= WHAT IS BEING ASKED =
All the entries that follow must be written out again exactly.

(Saved data entries)
/---
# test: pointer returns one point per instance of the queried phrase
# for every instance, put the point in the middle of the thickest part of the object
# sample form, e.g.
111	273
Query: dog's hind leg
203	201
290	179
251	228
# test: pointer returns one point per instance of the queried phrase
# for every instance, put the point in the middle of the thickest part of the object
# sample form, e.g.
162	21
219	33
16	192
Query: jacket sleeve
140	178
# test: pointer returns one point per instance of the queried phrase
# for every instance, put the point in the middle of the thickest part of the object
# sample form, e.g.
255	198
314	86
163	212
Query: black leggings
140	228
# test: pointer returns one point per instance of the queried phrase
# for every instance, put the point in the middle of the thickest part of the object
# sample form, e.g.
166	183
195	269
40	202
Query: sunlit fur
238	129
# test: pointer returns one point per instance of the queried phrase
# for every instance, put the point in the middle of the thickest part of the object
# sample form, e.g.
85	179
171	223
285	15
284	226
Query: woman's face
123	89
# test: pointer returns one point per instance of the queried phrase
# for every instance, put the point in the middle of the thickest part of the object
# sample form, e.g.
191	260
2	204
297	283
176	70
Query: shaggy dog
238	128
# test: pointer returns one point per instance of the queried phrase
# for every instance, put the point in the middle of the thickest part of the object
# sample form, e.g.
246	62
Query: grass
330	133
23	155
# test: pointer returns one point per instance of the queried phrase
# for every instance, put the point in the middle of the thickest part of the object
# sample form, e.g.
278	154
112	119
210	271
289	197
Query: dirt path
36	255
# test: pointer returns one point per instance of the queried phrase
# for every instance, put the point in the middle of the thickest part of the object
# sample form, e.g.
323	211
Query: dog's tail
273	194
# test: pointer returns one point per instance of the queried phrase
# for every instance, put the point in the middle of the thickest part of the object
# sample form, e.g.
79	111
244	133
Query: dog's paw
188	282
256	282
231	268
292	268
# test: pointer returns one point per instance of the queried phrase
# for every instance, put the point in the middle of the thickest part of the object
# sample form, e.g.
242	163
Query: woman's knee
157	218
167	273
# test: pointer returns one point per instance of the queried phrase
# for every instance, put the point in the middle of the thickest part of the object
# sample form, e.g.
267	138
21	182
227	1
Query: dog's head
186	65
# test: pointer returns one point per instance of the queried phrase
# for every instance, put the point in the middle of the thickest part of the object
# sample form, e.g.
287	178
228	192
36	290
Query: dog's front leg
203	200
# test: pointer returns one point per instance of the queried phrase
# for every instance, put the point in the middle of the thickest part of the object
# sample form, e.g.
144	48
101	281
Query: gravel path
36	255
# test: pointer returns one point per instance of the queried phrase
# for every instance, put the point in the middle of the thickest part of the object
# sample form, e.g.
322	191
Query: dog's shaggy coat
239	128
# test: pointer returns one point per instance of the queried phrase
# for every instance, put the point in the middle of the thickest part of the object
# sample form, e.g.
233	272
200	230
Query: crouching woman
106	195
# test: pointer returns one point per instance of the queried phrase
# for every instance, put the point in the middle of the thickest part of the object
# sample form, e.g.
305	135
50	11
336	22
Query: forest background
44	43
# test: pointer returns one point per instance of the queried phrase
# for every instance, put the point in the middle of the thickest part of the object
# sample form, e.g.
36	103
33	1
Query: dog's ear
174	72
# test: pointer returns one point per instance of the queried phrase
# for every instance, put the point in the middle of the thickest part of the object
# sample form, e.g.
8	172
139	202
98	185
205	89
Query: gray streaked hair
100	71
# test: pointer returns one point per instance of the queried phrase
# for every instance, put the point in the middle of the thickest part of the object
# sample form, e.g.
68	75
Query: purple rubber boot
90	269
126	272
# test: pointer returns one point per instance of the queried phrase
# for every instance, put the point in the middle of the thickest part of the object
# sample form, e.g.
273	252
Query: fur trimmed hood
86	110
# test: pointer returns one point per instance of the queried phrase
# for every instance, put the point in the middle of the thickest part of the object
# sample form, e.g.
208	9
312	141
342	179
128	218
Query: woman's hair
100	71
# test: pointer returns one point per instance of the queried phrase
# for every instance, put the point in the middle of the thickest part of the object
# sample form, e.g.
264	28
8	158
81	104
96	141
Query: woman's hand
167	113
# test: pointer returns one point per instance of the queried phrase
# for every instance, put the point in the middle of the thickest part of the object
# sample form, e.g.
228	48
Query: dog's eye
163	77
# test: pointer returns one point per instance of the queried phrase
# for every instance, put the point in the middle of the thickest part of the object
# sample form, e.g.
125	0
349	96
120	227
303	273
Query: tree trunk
\---
= SOLUTION =
# test: pointer returns one point per instance of the queried phrase
# for every instance, put the point in the middle of the thickest part of the object
# sample form, e.g.
111	273
Query: dog's hind leg
203	201
290	179
251	228
# test: pointer returns one point per instance of the queried phrase
# for every instance, put the point in the middle of the thickest part of the object
# sample form, e.g.
162	21
219	33
16	192
Query: jacket sleeve
140	178
# test: pointer returns one point per instance of the queried phrase
# for every instance, put the point in the middle of the thickest part of the object
# sample form, e.g.
255	198
314	86
163	212
Query: black leggings
140	228
# test: pointer returns one point per instance of the queried phrase
# for every instance, put the point in the middle of the thickest part of the object
# sample form, e.g.
166	183
195	269
40	202
Query: sunlit fur
238	129
# test: pointer returns one point per instance of the queried phrase
# for every instance, put the point in the middle of the thickest part of the object
# sample form, e.g.
85	179
171	223
285	15
284	226
Query: woman's face
123	89
# test: pointer returns one point per instance of the queried phrase
# for every instance, put the point in the middle of the thickest part of the object
# sample form, e.g.
191	260
2	204
297	283
176	70
Query: shaggy dog
238	128
# test: pointer returns one point per instance of the queried phrase
# for every instance, put the point in the middle of the thickest part of the object
# sample form, e.g.
246	62
Query: grass
330	133
23	155
# test: pointer returns one point per instance of the queried phrase
# for every instance, put the point in the middle of the thickest part of the object
# sample form, e.g.
278	154
112	119
210	271
289	197
Query: dirt path
36	255
# test: pointer returns one point per instance of the queried phrase
# for every instance, put the point in the middle of the thickest part of the object
# sample form, e.g.
323	211
Query: dog's tail
273	194
# test: pointer returns one point per instance of the queried phrase
# for every instance, put the point in the middle of the thickest part of the object
# sample form, e.g.
79	111
244	133
Query: dog's paw
188	282
256	282
231	268
292	268
# test: pointer returns one point per instance of the queried phrase
# for every instance, put the point in the middle of the thickest part of the object
# sample form, e.g.
242	163
Query: woman's knee
157	218
167	273
# test: pointer returns one point per instance of the queried phrase
# for every instance, put the point in the middle of the thickest part of the object
# sample form, e.g.
267	138
21	182
227	1
Query: dog's head
186	65
# test: pointer returns one point per instance of the queried phrase
# for every instance, put the point in the middle of the thickest part of the object
# sample form, e.g.
287	178
228	192
36	290
Query: dog's front leg
203	200
# test: pointer returns one point per instance of the queried phrase
# for every instance, put the point in the middle of the thickest part of the object
# sample form, e.g.
144	48
101	281
Query: gravel path
36	255
# test: pointer returns one point per instance of the queried phrase
# for every instance, put the point in the middle of the thickest part of the object
# sample form, e.g.
322	191
Query: dog's shaggy coat
239	128
# test: pointer returns one point per instance of the queried phrase
# for every instance, put the point in the middle of the thickest part of the object
# sample form, e.g.
233	272
200	230
Query: crouching woman
106	195
# test: pointer returns one point per instance of the queried phrase
# for every instance, put the point in the middle of the thickest part of the object
# sample form, e.g.
305	135
50	11
336	22
Query: forest background
44	43
# test: pointer returns one point per instance of the queried phrase
# for every instance, put the point in the middle of the thickest part of the object
# sample form, e.g.
36	103
33	1
Query: dog's ear
174	72
# test: pointer returns one point per instance of the queried phrase
# for every instance, put the point in the middle of the thickest part of the object
# sample form, e.g.
8	172
139	202
98	185
205	89
Query: gray streaked hair
100	71
# test: pointer returns one point per instance of the queried phrase
# for every instance, put the point in the middle of the thickest part of the object
# sample form, e.g.
68	75
Query: purple rubber boot
90	269
126	272
# test: pointer returns one point per instance of the queried phrase
# for every instance, put the point in the middle of the thickest part of the object
# sample form, e.g.
273	252
Query: fur trimmed hood
86	110
# test: pointer returns one point per instance of the queried phrase
# for every instance, put the point in the middle of the thickest part of the object
# sample form, e.g.
208	9
312	141
342	179
128	218
Query: woman's hair
100	71
# test: pointer returns one point per instance of the queried phrase
# for every instance, put the point in the middle of the thickest part of the object
# sample form, e.g.
264	28
8	158
81	104
96	141
Query: woman's hand
167	113
# test: pointer returns one point per instance of the queried phrase
# for every instance, put the point in the middle of the thickest part of the object
# sample form, e.g.
228	48
Query: dog's eye
163	77
# test: pointer returns one point per instance of the queried phrase
# for every instance, put the point in the middle of the thickest part of the object
# sample form, e.g.
125	0
349	96
120	227
303	273
Query: tree trunk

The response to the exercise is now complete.